And what we think is driving this is something -- a phenomenon that we've seen basically since we bought Nuevo. And that is, out in California, you've got the declining California oil base, which is still a very prolific oil base in out in California, overlaid with Alaska crude that is declining.

And we picked up -- we bought Nuevo back in 2004, and as you can see since 2004, the amount of foreign crude that the refiners are having to buy to make up, the crude played at California has gotten wider and wider and wider. At some point this year, the refiners decided -- the integrated refiners out in California decided it was in their best interest to start getting margin for the California crude barrels rather than send them through the refining complexes at a discount.

So what happened, we think, in March, somebody decided that they're going to just flip the switch, and since ever since March, it's been narrowing and narrowing into Brent. And it's really because all the refiners out in California have to pick up water -- have to pick up oil out off the water. So that's reflected in the onshore barrels in California, and we do think this is a permanent situation because you're not going to see a whole lot of pickup in production in Alaska over the next few years.

I really doubt you're going to see a lot of oil sands in California. If you think it's hard to get approval for a pipeline to the Gulf of Mexico, just think about trying to put an oil sands pipeline across the Rockies into California. It's just not going to happen.

If you look at this, this is just since August. When we first started negotiating, crude in California was selling -- our crude baskets in California were selling at about 100% of NYMEX, and NYMEX was selling at a 15% to 20% discount to WTI. We knew that there was going to be an issue. Since the time that we finalized that contract, which I think was back in June, at the end of the second quarter, the thing has just narrowed and narrowed even more. And if you look at the last week or so and even the last 4 or 5 days, our crude basket now is trading above Brent.

Buena Vista crude, which is a small portion of our crude slate is selling at about $125 a barrel. You've got Midway Sunset trading at $5 above. Brent right now, is -- it's really because in California, it's becoming harder and harder to bring that crude in, and as they get more and more reliant on waterborne crude, it's going to get even more expensive because it has to -- a lot of that crude that they are buying to make up the difference was coming from South America.

But unfortunately, a lot of the basins that they were relying on are in decline. In Ecuador, there's not as much production available. Until Brazil comes on, they're going to have to start getting a lot more crude from the Middle East. All that crude is going to have to go by China. It's going to have to go by India on the way to California. It's going to make the waterborne crude a lot more expensive out in California. So we believe this is a permanent situation. We wanted to get prepared for it that's why we renegotiated the contract.

* **PROBLEMS AND TASKS**:
- A) According to the remarks on California crude prices, in what year was Nuevo bought?
- B) Continue the remarks on California crude prices from where they stop.

* **Records from a point-labeling set**:
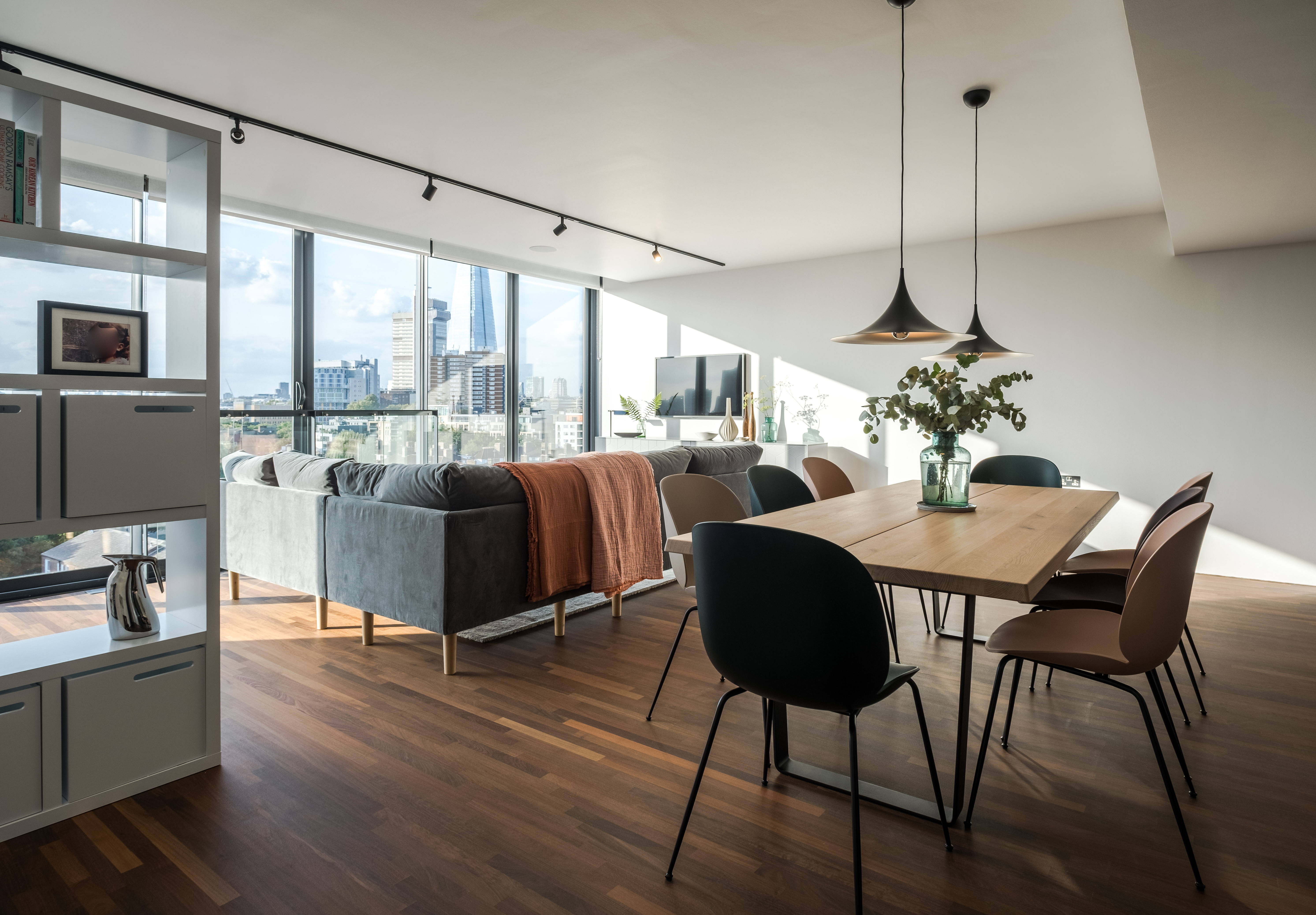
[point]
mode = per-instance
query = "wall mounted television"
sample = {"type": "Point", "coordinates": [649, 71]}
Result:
{"type": "Point", "coordinates": [699, 386]}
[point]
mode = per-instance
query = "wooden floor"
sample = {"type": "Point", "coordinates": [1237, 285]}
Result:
{"type": "Point", "coordinates": [360, 780]}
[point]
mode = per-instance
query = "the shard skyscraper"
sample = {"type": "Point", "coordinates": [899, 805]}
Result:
{"type": "Point", "coordinates": [484, 332]}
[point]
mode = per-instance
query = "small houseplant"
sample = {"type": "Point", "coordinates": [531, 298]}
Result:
{"type": "Point", "coordinates": [953, 409]}
{"type": "Point", "coordinates": [641, 411]}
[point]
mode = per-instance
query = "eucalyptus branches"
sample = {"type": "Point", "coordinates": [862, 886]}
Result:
{"type": "Point", "coordinates": [952, 407]}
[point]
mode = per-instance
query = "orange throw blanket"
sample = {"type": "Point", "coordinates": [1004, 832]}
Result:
{"type": "Point", "coordinates": [560, 527]}
{"type": "Point", "coordinates": [627, 535]}
{"type": "Point", "coordinates": [593, 521]}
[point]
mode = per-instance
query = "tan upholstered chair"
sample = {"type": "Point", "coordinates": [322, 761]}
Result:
{"type": "Point", "coordinates": [1119, 560]}
{"type": "Point", "coordinates": [1097, 646]}
{"type": "Point", "coordinates": [690, 500]}
{"type": "Point", "coordinates": [826, 480]}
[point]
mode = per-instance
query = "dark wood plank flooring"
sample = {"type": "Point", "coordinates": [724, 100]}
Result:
{"type": "Point", "coordinates": [361, 780]}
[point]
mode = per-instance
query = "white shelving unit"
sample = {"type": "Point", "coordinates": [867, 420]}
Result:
{"type": "Point", "coordinates": [86, 721]}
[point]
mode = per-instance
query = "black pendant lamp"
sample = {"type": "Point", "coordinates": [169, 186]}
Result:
{"type": "Point", "coordinates": [902, 322]}
{"type": "Point", "coordinates": [982, 345]}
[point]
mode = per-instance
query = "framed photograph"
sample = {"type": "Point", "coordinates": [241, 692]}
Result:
{"type": "Point", "coordinates": [87, 340]}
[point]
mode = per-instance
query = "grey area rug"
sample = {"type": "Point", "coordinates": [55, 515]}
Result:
{"type": "Point", "coordinates": [510, 626]}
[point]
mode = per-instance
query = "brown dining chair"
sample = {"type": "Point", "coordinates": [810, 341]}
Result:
{"type": "Point", "coordinates": [827, 481]}
{"type": "Point", "coordinates": [689, 500]}
{"type": "Point", "coordinates": [1099, 646]}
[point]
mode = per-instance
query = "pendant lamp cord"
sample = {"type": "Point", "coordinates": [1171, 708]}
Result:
{"type": "Point", "coordinates": [902, 137]}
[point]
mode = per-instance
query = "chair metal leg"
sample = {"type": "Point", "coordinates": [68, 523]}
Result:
{"type": "Point", "coordinates": [1176, 688]}
{"type": "Point", "coordinates": [857, 854]}
{"type": "Point", "coordinates": [670, 656]}
{"type": "Point", "coordinates": [699, 775]}
{"type": "Point", "coordinates": [1010, 709]}
{"type": "Point", "coordinates": [982, 751]}
{"type": "Point", "coordinates": [1194, 646]}
{"type": "Point", "coordinates": [1168, 719]}
{"type": "Point", "coordinates": [1191, 679]}
{"type": "Point", "coordinates": [1160, 760]}
{"type": "Point", "coordinates": [932, 767]}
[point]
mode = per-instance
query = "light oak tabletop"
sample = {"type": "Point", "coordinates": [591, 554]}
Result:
{"type": "Point", "coordinates": [1009, 548]}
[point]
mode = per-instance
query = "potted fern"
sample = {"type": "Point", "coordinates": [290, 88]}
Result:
{"type": "Point", "coordinates": [641, 411]}
{"type": "Point", "coordinates": [952, 409]}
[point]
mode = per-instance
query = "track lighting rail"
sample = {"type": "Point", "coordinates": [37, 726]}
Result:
{"type": "Point", "coordinates": [240, 136]}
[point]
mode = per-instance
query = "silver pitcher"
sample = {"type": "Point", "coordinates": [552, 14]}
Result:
{"type": "Point", "coordinates": [132, 615]}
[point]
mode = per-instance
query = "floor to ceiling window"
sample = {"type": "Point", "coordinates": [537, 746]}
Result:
{"type": "Point", "coordinates": [551, 363]}
{"type": "Point", "coordinates": [328, 349]}
{"type": "Point", "coordinates": [465, 352]}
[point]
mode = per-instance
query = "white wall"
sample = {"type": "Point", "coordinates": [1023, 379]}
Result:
{"type": "Point", "coordinates": [1151, 368]}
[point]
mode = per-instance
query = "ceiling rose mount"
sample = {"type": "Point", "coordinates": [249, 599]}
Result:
{"type": "Point", "coordinates": [981, 345]}
{"type": "Point", "coordinates": [902, 322]}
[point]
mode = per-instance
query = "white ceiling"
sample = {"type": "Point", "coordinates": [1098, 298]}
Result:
{"type": "Point", "coordinates": [1231, 101]}
{"type": "Point", "coordinates": [748, 131]}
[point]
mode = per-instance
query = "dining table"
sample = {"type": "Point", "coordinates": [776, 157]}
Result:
{"type": "Point", "coordinates": [1015, 539]}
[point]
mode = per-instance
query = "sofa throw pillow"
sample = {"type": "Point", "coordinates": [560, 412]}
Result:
{"type": "Point", "coordinates": [668, 461]}
{"type": "Point", "coordinates": [229, 461]}
{"type": "Point", "coordinates": [257, 471]}
{"type": "Point", "coordinates": [361, 480]}
{"type": "Point", "coordinates": [717, 460]}
{"type": "Point", "coordinates": [448, 486]}
{"type": "Point", "coordinates": [307, 472]}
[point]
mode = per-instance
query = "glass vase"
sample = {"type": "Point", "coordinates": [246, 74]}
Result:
{"type": "Point", "coordinates": [944, 468]}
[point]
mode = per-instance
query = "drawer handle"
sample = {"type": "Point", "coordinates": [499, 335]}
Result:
{"type": "Point", "coordinates": [164, 671]}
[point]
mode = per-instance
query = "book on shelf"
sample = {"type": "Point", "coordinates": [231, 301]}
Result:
{"type": "Point", "coordinates": [7, 174]}
{"type": "Point", "coordinates": [30, 177]}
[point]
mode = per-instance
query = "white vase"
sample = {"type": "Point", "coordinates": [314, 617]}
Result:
{"type": "Point", "coordinates": [728, 428]}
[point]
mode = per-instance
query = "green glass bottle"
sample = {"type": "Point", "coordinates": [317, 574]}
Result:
{"type": "Point", "coordinates": [944, 468]}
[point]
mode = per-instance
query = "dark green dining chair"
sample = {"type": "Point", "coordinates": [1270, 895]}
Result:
{"type": "Point", "coordinates": [1016, 471]}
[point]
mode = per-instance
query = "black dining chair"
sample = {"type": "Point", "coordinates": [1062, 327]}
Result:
{"type": "Point", "coordinates": [1016, 471]}
{"type": "Point", "coordinates": [814, 642]}
{"type": "Point", "coordinates": [773, 489]}
{"type": "Point", "coordinates": [1106, 590]}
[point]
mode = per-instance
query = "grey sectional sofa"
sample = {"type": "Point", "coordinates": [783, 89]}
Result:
{"type": "Point", "coordinates": [437, 547]}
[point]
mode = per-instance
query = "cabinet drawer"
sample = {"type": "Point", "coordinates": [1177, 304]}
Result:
{"type": "Point", "coordinates": [20, 752]}
{"type": "Point", "coordinates": [18, 458]}
{"type": "Point", "coordinates": [127, 722]}
{"type": "Point", "coordinates": [127, 455]}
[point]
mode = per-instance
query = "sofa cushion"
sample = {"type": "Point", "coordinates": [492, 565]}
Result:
{"type": "Point", "coordinates": [668, 461]}
{"type": "Point", "coordinates": [718, 460]}
{"type": "Point", "coordinates": [307, 472]}
{"type": "Point", "coordinates": [361, 480]}
{"type": "Point", "coordinates": [448, 486]}
{"type": "Point", "coordinates": [253, 469]}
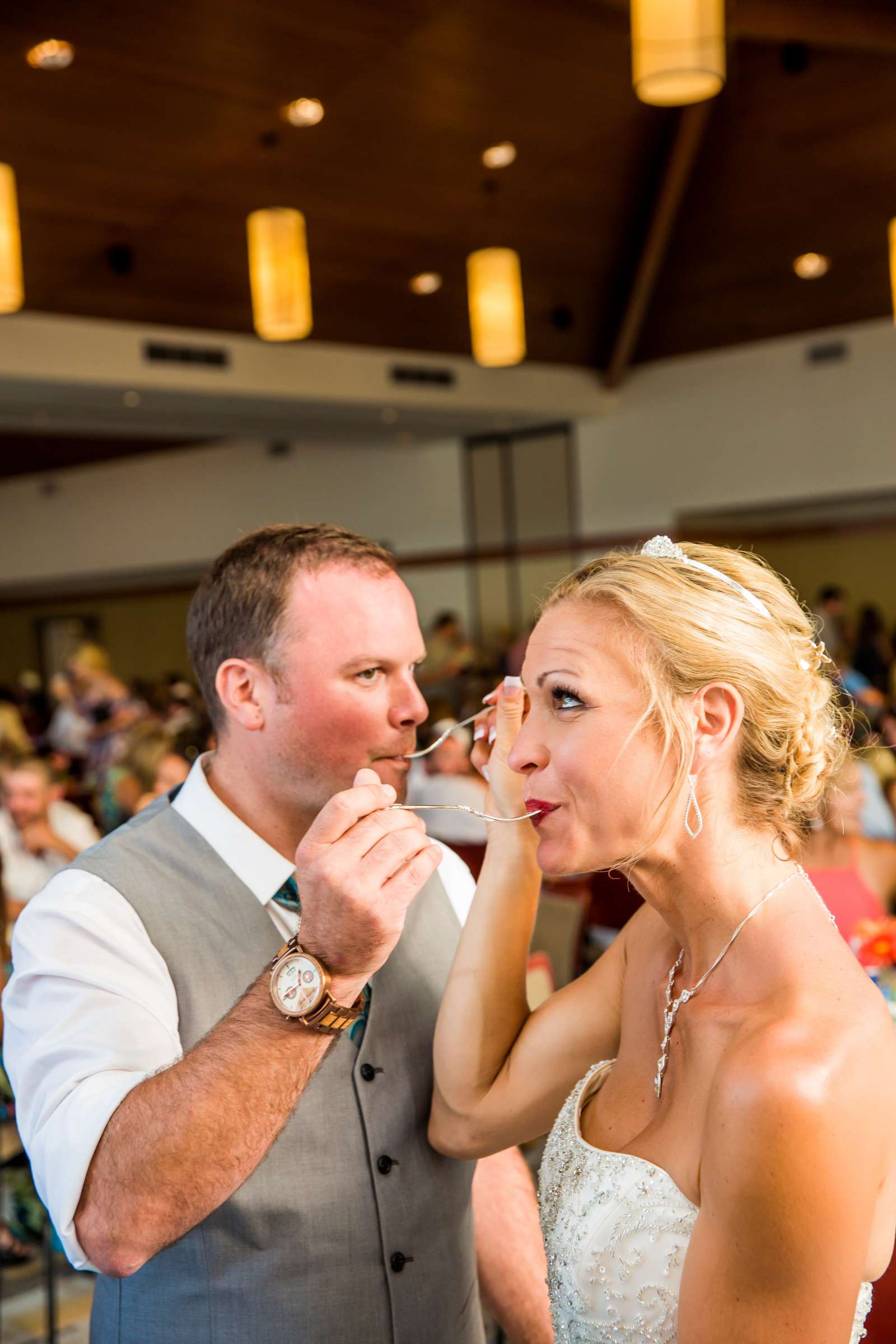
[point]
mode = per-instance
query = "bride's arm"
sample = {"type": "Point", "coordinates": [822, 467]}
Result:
{"type": "Point", "coordinates": [793, 1164]}
{"type": "Point", "coordinates": [501, 1072]}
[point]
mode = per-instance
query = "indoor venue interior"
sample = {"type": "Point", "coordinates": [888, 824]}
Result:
{"type": "Point", "coordinates": [445, 300]}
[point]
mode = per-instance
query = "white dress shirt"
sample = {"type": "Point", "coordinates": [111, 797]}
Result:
{"type": "Point", "coordinates": [90, 1010]}
{"type": "Point", "coordinates": [25, 872]}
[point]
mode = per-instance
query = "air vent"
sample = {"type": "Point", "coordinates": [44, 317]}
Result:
{"type": "Point", "coordinates": [166, 353]}
{"type": "Point", "coordinates": [832, 353]}
{"type": "Point", "coordinates": [421, 374]}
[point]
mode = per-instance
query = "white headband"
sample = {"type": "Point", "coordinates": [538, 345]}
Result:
{"type": "Point", "coordinates": [664, 549]}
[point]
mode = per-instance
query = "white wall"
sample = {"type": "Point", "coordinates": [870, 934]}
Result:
{"type": "Point", "coordinates": [742, 427]}
{"type": "Point", "coordinates": [183, 507]}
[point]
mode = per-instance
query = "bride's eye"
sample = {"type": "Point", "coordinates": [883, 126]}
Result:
{"type": "Point", "coordinates": [566, 699]}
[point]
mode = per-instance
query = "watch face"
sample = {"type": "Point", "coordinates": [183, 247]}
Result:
{"type": "Point", "coordinates": [298, 986]}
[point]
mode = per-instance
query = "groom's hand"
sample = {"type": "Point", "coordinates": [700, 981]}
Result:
{"type": "Point", "coordinates": [358, 870]}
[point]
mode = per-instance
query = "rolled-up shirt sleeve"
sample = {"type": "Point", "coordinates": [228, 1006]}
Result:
{"type": "Point", "coordinates": [90, 1011]}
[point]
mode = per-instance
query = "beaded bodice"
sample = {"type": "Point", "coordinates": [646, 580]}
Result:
{"type": "Point", "coordinates": [615, 1230]}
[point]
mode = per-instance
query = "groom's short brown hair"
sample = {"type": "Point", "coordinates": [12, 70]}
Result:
{"type": "Point", "coordinates": [237, 609]}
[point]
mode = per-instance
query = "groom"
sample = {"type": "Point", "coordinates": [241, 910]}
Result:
{"type": "Point", "coordinates": [235, 1175]}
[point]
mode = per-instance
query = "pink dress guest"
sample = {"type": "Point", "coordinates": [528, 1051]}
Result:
{"type": "Point", "coordinates": [848, 895]}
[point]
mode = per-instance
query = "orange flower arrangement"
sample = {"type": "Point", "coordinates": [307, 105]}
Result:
{"type": "Point", "coordinates": [875, 942]}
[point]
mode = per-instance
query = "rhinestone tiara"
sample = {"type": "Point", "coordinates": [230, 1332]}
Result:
{"type": "Point", "coordinates": [664, 549]}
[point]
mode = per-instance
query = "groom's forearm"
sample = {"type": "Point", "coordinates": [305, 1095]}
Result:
{"type": "Point", "coordinates": [186, 1139]}
{"type": "Point", "coordinates": [510, 1249]}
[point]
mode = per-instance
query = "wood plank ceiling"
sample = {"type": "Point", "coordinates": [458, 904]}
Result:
{"type": "Point", "coordinates": [164, 133]}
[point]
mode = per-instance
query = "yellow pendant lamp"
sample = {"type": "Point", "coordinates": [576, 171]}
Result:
{"type": "Point", "coordinates": [678, 50]}
{"type": "Point", "coordinates": [12, 295]}
{"type": "Point", "coordinates": [494, 295]}
{"type": "Point", "coordinates": [280, 274]}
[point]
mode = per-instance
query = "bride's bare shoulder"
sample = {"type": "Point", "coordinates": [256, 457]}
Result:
{"type": "Point", "coordinates": [828, 1053]}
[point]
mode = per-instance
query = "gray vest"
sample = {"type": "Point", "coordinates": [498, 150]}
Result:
{"type": "Point", "coordinates": [309, 1249]}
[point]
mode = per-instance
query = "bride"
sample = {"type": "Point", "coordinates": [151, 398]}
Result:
{"type": "Point", "coordinates": [720, 1086]}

* **ANSWERS**:
- A) Nuevo was bought in 2004.

- B)
And we also wanted to make sure that we had a long-term contract with an operator, with the biggest refiner out there. And I think that we have a very good relationship with ConocoPhillips, and we really appreciate them working with us on that.

The other thing, once we redid the contracts, what we did was we looked at where we were on the hedging, and there is such a huge difference between Brent and WTI. The thing that we took advantage of is that the put spreads we had in place in WTI because TI was so low, we were in the money. So we unwound the TI hedges and put on Brent hedges, and at the same time, we went ahead and sold caps to eliminate that $90 million I was talking about.

So we did those both at the same time. We did it for 40,000 barrels a day. The crude market -- we did it right before the crude market came apart. We are going to do about 40,000 barrels a day for 2012. And we're looking at putting in a significant position into 2013.

We got 22,000 barrels a day in 2013. We'll look to acquire some more hedges in 2013. We'll go ahead and do some more for 2014 because we think that underpinning the long-term nature of our business is very, very important.

This is basically just a recap of where our hedge positions are. We've got about 160 a day of gas next year. We -- these are positions we put on about 1.5 years ago. We just went out and said, "Okay, we think crude's going to be low for a long time, let's put in $4 floors. And let's just kind of see what happens." Unfortunately, it not only went to $4, it went below. And that's one of the things that we're -- you'll see us over and over again.

We're about as bearish as it gets on natural gas. We think the thing is a long-term deal. We've done -- a lot of the steps we've taken is to reduce PXP's exposure to the natural gas market. We'll continue to do that. The whole discussion about non-consenting wells and those types of things and selling the Granite Wash and getting out of the south Texas gas properties are really just a reaction to what we think is going to be a fairly long-term problem in the natural gas market.

If you have medium-term gas like the Granite Wash, because we have maybe 150 locations left in the Granite Wash, most of them gas. We just felt like medium-term gas locations are not that valuable in this market because we just don't think gas is going to turn around for a while.

The other thing that we're doing is we're taking the money that we're getting from the asset sales. We don't have any -- we have a pretty large NOL position, about $1.1 billion right now, so all that money is going to be tax-free. We're going to take that money. We're going to reduce our debt.

And I'll go over the capital -- the debt structure in a second to show you the opportunity that we have. We're going to go ahead and reduce that, and the target is to reduce our interest cost, 30% to 40%, which sounds like a lot. But if you look at our debt structure, it's not really too hard to do. This is just what we talked about on the conference call. This is the nature of the assets that we sold.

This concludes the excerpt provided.